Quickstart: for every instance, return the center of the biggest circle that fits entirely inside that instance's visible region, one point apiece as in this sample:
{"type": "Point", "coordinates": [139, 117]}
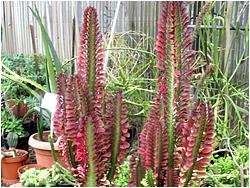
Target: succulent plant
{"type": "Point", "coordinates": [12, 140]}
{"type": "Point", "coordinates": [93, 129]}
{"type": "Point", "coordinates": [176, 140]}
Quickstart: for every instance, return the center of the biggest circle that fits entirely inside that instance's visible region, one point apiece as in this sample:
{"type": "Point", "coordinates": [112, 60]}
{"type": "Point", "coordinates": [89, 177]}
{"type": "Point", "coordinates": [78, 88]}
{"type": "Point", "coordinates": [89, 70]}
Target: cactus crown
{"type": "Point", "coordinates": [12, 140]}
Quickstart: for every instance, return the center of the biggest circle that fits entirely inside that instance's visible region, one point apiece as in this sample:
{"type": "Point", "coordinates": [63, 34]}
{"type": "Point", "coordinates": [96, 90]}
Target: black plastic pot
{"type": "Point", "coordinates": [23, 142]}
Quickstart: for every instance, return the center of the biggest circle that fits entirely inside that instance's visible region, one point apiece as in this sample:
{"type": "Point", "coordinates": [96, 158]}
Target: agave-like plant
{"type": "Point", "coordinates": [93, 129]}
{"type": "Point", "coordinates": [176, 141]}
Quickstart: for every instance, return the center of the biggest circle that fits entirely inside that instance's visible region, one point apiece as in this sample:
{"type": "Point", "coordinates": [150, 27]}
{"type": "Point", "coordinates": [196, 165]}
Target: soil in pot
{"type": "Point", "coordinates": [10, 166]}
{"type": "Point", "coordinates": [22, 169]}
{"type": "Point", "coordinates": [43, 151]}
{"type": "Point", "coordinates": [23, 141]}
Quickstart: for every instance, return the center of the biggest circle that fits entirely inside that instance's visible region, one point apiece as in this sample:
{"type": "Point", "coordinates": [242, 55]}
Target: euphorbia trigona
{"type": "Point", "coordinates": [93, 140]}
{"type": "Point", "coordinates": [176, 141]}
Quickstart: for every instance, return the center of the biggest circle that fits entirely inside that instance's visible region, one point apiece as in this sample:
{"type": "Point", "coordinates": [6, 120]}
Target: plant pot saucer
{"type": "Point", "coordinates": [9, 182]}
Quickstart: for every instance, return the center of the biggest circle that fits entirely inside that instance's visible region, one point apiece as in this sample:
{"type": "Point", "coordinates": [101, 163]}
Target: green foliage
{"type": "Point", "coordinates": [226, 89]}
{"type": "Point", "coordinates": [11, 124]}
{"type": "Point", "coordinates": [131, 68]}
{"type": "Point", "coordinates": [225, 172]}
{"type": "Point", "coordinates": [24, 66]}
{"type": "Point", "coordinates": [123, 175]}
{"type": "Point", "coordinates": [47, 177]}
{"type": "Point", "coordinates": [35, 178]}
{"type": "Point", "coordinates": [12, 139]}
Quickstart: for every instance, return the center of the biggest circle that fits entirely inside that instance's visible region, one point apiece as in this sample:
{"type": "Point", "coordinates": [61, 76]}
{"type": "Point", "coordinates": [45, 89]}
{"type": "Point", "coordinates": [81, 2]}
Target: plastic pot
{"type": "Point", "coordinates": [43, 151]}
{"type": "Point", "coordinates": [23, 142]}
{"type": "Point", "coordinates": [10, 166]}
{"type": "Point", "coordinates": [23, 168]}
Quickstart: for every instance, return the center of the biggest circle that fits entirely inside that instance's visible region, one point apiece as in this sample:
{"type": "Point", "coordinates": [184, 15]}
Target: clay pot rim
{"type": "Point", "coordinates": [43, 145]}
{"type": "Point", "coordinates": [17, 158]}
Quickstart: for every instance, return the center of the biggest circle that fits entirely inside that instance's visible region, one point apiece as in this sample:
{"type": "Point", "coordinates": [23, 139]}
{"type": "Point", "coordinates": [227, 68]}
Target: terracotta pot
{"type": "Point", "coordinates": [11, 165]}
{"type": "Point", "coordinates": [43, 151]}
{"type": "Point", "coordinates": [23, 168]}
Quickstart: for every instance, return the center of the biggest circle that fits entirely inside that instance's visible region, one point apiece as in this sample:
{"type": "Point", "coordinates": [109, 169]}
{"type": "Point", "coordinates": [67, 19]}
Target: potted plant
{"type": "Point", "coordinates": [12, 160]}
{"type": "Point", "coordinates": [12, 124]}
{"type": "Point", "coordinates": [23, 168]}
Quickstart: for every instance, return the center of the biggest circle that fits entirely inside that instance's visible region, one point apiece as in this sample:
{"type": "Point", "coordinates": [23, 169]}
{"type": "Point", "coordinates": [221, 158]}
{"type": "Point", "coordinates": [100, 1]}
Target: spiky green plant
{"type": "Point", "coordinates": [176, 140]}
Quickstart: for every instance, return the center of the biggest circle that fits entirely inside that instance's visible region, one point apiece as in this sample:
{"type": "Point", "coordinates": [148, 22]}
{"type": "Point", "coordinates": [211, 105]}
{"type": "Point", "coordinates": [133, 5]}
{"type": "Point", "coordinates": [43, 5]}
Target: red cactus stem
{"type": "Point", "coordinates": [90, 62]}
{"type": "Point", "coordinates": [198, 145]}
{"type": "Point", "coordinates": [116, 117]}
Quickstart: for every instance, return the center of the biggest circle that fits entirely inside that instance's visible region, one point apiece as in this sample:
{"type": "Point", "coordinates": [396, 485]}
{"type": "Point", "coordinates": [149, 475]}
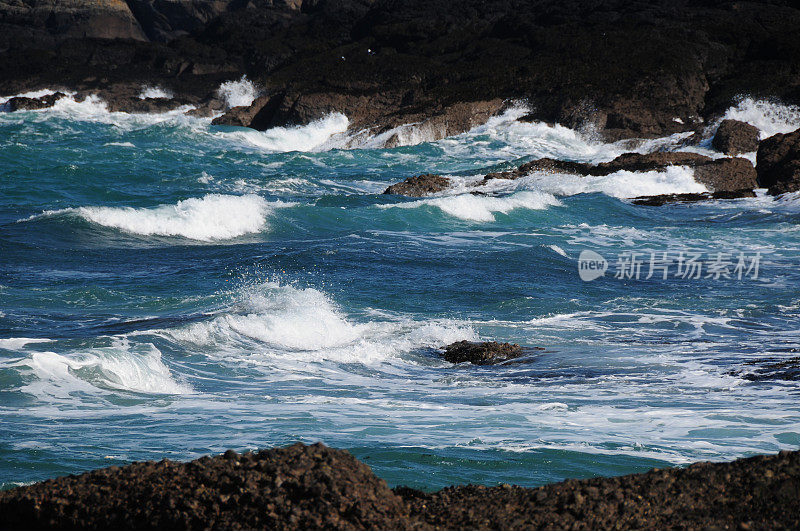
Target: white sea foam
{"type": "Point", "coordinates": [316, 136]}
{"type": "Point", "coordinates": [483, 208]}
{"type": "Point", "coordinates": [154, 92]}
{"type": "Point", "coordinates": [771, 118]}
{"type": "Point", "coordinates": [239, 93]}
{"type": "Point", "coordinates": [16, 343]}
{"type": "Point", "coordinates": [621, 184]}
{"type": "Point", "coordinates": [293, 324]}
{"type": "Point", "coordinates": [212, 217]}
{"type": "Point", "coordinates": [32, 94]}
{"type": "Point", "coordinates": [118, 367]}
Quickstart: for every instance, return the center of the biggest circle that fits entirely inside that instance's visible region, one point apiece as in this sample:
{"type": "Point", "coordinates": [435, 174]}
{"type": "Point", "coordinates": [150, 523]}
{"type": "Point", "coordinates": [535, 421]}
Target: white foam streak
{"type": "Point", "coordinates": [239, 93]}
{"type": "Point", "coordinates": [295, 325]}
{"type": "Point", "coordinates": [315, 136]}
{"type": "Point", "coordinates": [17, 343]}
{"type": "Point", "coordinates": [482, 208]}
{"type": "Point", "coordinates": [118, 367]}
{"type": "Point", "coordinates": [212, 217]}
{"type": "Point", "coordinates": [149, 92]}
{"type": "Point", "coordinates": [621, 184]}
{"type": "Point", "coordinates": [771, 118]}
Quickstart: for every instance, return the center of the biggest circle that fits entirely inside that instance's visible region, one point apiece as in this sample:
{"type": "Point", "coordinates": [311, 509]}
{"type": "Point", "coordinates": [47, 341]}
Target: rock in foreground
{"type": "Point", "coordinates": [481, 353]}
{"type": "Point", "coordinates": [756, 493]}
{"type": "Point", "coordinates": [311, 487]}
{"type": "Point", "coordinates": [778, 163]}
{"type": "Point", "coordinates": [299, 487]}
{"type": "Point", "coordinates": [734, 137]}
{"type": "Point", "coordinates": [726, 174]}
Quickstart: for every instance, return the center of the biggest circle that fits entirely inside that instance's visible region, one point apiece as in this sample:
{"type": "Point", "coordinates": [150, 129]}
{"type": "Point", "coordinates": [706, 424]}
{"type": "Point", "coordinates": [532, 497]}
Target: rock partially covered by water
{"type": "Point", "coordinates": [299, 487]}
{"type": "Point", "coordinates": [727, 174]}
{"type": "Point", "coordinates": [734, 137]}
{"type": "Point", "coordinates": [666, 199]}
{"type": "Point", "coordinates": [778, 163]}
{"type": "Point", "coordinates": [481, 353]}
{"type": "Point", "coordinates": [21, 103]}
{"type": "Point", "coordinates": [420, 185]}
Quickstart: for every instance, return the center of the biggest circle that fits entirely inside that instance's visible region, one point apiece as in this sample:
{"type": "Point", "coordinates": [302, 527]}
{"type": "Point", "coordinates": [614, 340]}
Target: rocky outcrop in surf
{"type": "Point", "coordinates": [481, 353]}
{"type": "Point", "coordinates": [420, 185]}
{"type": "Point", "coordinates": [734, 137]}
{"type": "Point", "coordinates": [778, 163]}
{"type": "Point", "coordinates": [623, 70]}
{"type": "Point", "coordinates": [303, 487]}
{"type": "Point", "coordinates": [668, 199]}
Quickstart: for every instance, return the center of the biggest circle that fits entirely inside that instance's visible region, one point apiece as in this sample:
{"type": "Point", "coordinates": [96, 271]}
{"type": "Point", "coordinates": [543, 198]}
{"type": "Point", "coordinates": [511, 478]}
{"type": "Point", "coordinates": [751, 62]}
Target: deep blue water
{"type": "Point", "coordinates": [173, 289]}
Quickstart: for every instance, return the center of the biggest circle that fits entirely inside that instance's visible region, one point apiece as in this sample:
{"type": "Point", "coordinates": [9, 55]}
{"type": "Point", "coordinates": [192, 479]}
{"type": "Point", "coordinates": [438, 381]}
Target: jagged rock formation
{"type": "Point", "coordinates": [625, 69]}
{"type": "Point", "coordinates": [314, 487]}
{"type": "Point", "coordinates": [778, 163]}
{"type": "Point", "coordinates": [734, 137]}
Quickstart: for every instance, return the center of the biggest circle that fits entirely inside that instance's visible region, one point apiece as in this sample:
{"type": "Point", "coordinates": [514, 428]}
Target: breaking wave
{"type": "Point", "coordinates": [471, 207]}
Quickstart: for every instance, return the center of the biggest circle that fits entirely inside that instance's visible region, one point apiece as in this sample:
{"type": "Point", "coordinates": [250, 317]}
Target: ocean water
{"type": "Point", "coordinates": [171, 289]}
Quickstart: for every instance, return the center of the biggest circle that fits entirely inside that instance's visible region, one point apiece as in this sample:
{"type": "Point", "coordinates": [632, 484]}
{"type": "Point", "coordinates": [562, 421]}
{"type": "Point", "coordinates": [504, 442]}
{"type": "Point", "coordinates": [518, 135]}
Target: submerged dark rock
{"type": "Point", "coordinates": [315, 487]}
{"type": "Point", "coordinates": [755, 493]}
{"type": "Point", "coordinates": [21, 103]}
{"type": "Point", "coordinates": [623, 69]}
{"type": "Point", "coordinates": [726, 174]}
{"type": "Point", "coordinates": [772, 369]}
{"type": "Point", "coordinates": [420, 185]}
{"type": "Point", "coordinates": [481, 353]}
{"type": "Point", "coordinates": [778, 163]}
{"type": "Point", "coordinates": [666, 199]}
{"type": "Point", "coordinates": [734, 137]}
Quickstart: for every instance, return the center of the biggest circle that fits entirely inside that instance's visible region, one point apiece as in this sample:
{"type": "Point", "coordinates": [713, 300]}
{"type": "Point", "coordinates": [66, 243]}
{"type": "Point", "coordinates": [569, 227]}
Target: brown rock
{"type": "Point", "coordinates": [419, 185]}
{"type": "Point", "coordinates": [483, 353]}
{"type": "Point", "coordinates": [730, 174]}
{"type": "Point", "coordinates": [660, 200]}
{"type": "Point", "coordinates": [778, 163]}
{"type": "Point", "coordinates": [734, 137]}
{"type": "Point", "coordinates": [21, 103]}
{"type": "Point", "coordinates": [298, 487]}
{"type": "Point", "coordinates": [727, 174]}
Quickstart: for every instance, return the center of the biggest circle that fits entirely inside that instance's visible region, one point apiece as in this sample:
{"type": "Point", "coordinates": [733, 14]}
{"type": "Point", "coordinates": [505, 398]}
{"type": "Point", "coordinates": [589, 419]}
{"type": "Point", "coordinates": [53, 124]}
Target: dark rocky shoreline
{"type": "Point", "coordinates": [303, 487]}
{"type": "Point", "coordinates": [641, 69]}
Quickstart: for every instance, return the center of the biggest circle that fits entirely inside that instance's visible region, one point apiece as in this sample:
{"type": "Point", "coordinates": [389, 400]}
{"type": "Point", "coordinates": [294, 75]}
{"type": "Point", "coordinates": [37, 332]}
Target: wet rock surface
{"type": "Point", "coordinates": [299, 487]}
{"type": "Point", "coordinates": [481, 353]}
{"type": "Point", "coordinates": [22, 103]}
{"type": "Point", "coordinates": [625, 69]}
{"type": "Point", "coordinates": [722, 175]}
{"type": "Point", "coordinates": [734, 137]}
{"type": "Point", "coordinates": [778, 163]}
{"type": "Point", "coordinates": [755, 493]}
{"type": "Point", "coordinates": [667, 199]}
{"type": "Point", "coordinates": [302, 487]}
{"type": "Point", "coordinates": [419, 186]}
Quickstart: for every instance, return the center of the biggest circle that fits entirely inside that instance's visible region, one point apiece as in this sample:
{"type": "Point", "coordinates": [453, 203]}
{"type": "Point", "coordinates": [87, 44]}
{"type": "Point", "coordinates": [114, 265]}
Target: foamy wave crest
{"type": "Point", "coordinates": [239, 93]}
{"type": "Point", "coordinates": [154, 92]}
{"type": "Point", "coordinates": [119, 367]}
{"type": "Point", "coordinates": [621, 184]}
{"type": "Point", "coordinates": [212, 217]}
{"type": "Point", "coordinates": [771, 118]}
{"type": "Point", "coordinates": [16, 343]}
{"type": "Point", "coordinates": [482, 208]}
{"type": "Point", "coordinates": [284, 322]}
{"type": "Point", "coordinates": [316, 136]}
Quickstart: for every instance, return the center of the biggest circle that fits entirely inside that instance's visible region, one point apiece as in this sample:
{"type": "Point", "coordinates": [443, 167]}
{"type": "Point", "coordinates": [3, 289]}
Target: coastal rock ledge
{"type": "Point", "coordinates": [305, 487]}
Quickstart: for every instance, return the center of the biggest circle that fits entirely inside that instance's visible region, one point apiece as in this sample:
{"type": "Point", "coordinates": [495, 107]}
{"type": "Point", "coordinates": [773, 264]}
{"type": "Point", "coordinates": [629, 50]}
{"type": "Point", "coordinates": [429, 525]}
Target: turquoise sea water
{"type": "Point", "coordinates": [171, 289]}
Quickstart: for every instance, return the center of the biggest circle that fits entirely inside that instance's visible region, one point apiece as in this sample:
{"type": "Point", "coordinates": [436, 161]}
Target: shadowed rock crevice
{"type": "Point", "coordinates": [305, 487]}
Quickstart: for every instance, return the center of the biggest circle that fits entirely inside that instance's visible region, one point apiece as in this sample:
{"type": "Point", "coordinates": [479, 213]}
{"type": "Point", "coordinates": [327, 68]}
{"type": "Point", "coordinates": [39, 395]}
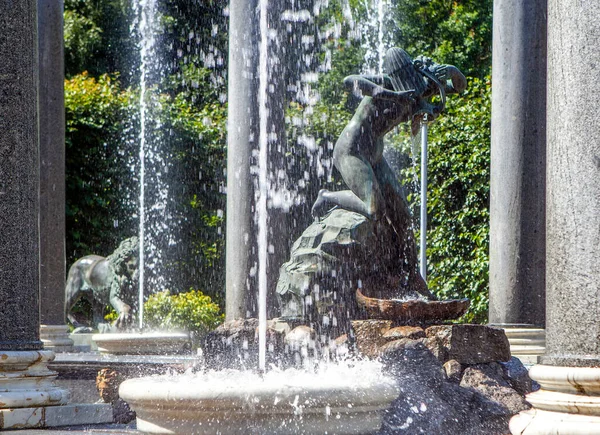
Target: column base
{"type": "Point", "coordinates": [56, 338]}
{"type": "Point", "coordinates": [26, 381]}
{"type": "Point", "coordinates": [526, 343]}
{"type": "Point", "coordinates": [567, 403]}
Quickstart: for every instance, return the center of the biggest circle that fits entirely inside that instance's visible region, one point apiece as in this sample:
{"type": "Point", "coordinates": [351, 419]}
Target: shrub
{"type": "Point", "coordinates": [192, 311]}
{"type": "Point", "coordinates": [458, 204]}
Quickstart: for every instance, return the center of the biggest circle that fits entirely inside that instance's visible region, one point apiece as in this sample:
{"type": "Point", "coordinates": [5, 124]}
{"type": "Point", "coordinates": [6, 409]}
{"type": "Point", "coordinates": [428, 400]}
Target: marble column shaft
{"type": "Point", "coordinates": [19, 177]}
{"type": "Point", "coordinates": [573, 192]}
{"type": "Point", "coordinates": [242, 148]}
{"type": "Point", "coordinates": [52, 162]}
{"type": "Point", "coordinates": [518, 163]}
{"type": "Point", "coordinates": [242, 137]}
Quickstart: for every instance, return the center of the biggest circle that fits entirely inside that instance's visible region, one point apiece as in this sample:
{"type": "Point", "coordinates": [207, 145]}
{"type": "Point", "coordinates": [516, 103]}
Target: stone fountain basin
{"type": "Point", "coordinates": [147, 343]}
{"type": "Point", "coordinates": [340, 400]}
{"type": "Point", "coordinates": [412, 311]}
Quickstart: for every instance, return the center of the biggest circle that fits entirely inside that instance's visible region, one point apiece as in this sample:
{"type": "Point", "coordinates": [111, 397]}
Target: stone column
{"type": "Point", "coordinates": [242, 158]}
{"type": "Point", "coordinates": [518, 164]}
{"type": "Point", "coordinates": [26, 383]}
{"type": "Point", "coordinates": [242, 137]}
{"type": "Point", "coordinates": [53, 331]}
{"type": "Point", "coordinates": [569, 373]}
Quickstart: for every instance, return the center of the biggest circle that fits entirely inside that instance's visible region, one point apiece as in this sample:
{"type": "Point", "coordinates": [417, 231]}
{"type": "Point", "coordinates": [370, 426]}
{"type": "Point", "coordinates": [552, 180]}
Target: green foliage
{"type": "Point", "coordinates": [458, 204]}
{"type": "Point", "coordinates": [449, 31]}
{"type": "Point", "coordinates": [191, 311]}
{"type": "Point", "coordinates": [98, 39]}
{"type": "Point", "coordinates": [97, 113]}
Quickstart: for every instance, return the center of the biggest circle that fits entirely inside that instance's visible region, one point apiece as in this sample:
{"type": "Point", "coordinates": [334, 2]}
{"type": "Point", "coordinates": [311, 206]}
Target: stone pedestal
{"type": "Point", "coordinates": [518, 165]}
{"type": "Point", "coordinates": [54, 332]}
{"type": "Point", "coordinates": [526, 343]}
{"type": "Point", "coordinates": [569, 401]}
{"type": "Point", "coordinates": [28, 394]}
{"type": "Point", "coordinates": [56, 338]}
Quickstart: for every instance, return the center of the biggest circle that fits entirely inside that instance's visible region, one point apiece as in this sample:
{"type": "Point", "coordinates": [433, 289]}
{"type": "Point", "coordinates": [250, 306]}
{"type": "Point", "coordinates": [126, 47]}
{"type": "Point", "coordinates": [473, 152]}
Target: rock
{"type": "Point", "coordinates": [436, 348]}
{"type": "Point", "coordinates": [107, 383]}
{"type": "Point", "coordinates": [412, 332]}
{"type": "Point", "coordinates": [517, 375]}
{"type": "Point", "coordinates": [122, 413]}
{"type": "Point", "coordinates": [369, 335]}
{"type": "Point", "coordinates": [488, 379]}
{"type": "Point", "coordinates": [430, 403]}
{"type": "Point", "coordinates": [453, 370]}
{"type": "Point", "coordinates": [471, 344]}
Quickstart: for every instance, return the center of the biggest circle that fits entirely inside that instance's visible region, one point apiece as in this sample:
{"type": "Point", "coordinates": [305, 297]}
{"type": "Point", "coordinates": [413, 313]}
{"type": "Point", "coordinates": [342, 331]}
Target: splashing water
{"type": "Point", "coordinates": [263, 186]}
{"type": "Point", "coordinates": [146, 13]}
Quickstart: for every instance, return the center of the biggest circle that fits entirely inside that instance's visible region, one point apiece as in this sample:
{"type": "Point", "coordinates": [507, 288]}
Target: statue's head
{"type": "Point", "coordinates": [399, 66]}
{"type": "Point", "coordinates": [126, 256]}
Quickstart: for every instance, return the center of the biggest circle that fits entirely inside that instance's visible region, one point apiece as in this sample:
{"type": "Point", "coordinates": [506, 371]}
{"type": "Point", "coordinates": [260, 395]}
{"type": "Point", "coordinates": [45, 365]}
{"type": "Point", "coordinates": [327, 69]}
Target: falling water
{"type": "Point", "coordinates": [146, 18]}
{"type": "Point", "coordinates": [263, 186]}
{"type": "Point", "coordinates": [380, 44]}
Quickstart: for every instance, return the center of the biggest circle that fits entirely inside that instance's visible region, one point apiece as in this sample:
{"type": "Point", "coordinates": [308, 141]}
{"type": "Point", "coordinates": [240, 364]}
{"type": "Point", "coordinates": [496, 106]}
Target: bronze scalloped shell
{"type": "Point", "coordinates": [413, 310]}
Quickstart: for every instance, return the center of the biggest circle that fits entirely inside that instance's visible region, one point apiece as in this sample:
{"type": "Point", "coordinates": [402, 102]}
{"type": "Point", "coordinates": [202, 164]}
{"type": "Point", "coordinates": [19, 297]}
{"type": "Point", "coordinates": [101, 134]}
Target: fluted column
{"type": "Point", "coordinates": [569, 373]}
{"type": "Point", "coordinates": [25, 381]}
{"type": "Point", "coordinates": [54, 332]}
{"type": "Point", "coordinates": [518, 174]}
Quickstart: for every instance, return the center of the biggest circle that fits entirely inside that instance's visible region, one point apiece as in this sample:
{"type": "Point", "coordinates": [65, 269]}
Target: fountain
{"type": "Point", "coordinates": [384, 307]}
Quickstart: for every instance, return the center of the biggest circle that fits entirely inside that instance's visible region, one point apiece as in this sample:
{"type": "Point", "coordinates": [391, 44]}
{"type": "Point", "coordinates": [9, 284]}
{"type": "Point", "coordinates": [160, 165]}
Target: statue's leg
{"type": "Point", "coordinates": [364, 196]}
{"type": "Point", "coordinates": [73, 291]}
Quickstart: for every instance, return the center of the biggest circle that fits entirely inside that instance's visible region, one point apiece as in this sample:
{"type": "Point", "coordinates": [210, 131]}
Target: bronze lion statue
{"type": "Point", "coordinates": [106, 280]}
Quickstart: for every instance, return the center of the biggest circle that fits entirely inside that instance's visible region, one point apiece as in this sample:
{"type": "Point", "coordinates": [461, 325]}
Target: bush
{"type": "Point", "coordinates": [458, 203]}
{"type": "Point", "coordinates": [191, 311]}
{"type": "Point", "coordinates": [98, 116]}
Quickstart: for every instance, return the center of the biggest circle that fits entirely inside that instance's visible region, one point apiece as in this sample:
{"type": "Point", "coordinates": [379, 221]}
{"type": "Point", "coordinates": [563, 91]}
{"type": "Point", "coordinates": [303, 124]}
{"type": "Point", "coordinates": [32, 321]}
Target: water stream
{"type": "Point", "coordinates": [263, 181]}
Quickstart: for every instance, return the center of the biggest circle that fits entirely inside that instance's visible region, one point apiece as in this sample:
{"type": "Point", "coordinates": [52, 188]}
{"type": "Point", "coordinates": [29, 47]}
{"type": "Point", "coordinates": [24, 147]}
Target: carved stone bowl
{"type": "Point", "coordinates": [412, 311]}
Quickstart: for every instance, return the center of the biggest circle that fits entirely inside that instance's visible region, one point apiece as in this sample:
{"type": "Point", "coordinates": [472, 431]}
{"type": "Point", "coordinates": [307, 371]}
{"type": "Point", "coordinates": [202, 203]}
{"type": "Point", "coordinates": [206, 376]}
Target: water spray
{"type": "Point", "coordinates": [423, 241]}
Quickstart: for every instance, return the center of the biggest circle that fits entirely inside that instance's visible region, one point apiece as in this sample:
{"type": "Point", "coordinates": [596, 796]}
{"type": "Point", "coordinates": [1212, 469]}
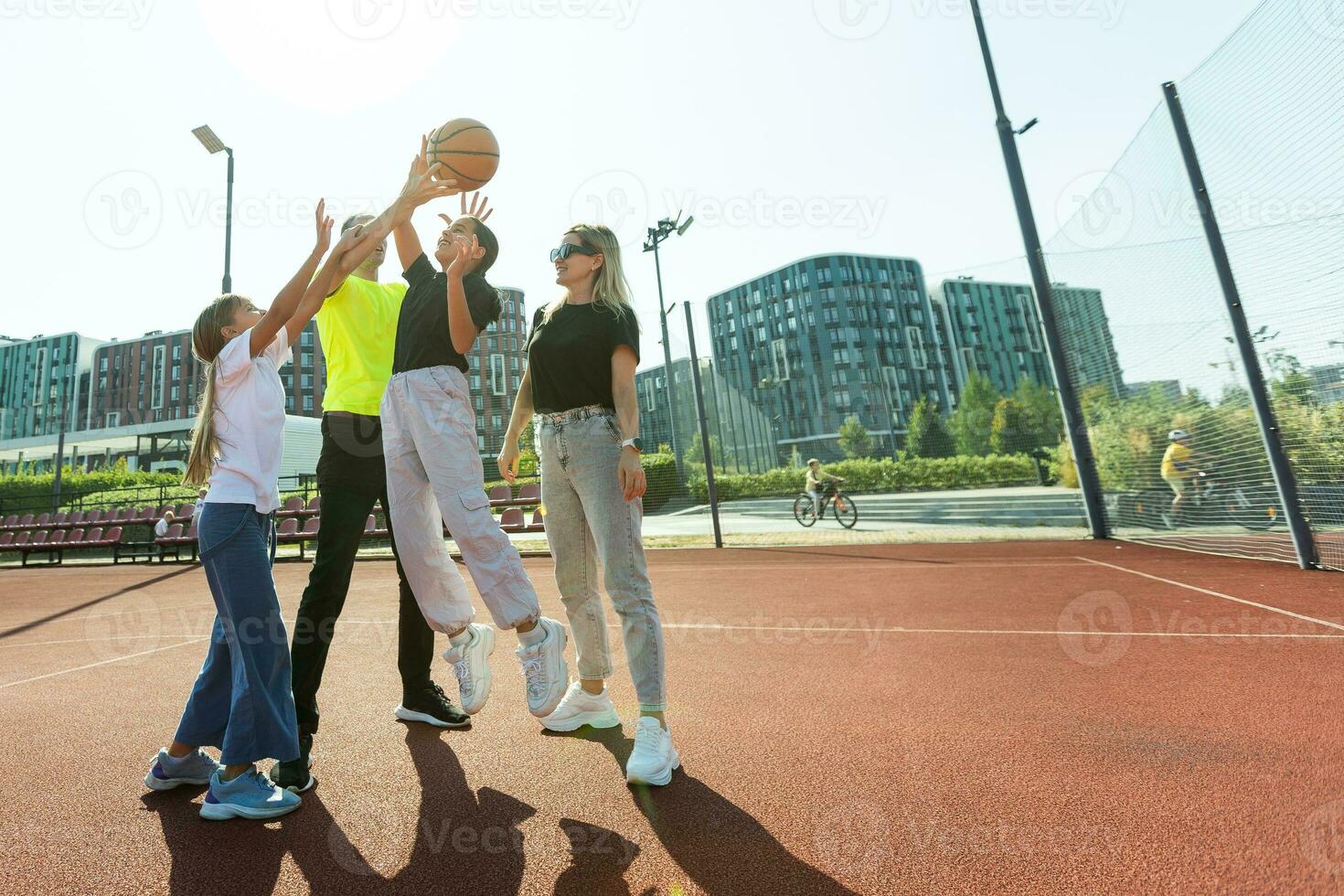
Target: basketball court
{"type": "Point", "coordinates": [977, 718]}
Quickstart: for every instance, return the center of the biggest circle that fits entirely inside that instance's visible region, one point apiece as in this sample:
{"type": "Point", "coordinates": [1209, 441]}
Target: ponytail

Your objective:
Locate every line in the listing above that contains the word "plant" and copy each one. Case counts.

Task result:
Target: succulent plant
Target: agave-like plant
Target: plant pot saucer
Target: potted plant
Target: spiky green plant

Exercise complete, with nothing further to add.